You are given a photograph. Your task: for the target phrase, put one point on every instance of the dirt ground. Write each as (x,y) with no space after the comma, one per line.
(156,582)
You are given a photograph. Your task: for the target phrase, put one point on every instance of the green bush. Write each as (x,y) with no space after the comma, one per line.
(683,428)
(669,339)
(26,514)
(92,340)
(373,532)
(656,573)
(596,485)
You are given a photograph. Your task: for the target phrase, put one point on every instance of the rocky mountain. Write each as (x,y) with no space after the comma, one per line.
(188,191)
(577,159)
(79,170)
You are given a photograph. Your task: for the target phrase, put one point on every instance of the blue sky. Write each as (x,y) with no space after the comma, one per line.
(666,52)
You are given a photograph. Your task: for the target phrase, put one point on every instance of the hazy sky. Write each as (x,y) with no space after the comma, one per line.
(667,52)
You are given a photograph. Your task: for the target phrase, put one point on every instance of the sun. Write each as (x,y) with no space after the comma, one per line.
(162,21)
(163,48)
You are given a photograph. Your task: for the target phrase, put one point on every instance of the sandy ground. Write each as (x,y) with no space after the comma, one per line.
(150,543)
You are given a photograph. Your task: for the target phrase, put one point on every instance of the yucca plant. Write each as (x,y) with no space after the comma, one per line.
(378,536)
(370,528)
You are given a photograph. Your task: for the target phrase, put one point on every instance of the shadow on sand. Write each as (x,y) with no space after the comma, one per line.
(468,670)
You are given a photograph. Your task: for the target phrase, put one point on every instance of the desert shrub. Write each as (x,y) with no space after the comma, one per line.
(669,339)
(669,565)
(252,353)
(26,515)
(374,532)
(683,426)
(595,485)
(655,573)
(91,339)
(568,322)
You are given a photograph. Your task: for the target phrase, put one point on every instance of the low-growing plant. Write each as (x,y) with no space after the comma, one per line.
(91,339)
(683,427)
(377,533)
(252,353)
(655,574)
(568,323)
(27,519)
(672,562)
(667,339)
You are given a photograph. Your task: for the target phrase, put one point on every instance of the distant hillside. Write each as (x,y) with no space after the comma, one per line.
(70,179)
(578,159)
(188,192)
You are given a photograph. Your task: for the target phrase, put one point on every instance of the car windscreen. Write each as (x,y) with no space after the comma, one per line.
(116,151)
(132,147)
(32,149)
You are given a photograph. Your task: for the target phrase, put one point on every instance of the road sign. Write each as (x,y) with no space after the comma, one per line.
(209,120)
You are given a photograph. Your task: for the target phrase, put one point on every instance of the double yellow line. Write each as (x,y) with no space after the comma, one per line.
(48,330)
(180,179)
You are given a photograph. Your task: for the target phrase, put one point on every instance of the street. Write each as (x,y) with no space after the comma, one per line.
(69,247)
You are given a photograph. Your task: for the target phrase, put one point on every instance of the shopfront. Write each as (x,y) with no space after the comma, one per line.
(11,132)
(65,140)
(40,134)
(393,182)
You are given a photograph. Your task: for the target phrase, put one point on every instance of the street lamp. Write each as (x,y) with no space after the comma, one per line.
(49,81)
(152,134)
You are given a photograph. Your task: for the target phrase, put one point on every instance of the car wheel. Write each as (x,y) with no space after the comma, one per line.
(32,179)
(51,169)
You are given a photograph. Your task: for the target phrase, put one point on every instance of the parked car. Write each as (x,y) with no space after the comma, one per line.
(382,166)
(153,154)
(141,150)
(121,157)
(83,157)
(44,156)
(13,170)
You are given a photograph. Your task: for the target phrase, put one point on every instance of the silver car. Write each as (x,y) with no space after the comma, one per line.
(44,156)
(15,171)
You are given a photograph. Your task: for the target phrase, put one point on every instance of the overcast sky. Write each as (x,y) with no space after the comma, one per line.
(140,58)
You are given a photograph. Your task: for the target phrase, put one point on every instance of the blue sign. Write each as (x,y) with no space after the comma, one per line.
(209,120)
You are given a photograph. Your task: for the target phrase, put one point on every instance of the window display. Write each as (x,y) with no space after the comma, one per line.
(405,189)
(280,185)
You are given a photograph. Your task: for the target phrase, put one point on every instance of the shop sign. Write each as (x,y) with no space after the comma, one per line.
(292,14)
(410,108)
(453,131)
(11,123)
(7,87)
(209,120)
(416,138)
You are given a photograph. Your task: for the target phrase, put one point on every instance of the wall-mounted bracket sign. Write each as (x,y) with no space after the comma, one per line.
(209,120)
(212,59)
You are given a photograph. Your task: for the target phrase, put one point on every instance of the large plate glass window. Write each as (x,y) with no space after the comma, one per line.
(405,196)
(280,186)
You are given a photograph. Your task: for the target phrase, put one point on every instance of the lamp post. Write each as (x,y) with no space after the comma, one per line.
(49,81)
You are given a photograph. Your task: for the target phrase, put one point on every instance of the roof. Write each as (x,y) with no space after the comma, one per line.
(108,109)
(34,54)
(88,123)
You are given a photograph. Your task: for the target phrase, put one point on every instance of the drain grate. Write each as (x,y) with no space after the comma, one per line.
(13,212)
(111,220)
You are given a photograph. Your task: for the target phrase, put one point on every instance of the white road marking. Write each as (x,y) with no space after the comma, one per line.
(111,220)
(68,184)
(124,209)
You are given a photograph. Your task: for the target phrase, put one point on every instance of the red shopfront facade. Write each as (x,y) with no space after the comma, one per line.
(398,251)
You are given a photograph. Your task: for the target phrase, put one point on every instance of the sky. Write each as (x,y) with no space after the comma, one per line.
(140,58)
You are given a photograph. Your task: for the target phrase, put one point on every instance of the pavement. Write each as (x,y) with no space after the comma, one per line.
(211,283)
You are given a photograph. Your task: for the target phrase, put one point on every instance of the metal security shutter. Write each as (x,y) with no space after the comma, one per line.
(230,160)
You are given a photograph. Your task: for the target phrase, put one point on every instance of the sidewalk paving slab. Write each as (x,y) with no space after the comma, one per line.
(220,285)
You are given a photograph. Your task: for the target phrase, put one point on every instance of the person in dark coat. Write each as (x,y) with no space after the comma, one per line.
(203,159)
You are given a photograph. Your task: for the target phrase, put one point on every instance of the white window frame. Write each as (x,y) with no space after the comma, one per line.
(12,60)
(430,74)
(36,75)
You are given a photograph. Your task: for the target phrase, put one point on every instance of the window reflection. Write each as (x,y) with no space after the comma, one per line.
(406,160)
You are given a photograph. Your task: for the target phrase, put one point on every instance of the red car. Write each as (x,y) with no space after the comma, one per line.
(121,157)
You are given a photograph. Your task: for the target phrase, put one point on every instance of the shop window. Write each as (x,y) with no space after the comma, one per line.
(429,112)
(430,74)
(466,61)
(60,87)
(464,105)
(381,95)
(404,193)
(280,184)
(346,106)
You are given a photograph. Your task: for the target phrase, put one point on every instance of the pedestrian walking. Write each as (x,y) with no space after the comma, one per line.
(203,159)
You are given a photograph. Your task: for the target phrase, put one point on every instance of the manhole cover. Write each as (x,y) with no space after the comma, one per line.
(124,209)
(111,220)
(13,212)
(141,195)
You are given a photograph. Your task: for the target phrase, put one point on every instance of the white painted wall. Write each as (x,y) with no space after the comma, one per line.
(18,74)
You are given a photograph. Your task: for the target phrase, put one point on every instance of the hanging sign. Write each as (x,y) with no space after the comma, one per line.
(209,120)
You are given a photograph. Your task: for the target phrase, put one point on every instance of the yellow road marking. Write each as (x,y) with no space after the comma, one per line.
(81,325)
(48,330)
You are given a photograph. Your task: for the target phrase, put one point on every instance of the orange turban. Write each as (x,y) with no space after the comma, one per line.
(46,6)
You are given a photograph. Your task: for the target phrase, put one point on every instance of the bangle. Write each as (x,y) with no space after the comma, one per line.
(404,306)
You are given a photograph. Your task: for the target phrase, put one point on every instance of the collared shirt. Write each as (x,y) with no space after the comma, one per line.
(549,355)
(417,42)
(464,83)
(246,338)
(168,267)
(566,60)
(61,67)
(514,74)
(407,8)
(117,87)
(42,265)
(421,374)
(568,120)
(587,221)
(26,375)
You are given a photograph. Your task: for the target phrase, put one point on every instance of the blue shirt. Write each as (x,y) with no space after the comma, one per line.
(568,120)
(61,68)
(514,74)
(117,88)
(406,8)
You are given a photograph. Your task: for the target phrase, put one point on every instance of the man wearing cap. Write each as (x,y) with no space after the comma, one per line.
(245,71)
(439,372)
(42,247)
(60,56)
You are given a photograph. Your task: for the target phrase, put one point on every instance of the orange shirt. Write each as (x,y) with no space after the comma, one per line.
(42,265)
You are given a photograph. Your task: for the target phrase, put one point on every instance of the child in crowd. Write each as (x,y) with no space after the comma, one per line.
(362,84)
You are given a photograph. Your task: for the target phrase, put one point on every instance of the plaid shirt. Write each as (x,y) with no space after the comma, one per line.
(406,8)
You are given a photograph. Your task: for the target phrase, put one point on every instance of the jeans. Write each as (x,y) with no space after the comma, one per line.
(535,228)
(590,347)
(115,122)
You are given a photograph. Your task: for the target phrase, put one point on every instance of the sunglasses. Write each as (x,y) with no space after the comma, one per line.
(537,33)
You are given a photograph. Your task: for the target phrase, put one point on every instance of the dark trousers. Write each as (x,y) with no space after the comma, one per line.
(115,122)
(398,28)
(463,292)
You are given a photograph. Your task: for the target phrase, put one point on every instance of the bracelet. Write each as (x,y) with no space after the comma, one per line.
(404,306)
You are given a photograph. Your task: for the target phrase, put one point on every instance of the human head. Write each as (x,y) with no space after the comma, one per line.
● ● ● ● ● ● ●
**TO DO**
Leaving out all lines before the one containing "of the plaid", copy that line and the rest through the end of the listing above exactly.

**ANSWER TO THE PROBLEM**
You are given a photograph. Your task: for the target phrase, put one point on every instance of the plaid shirt. Write each as (x,y) with no space after the comma, one per line.
(406,8)
You are given a photograph. Your task: for the target phrase, put one point on every instance of the jeans. Write each as (x,y) with no space after the comma, one per line.
(535,228)
(590,347)
(115,122)
You are given a photograph. Your task: for the target phrase, put one point on every instance of the sunglasses. Write each as (x,y) with no space after the comma, one per line.
(537,33)
You are given a photograph. Your task: for the target phrase, put one point on every instance of the dark trousers. Write each as (x,y) with no space after the comma, one per line.
(115,122)
(398,28)
(463,292)
You are given a photograph. Your task: for the target phrase, put one point on every instance of the bracelet. Write each as (x,y) with no space after the comma, one per line.
(404,306)
You are given a photograph. Your task: for the target phrase, put one point on every instance of the human head. Write each as (x,y) with no space after the comma, one per line.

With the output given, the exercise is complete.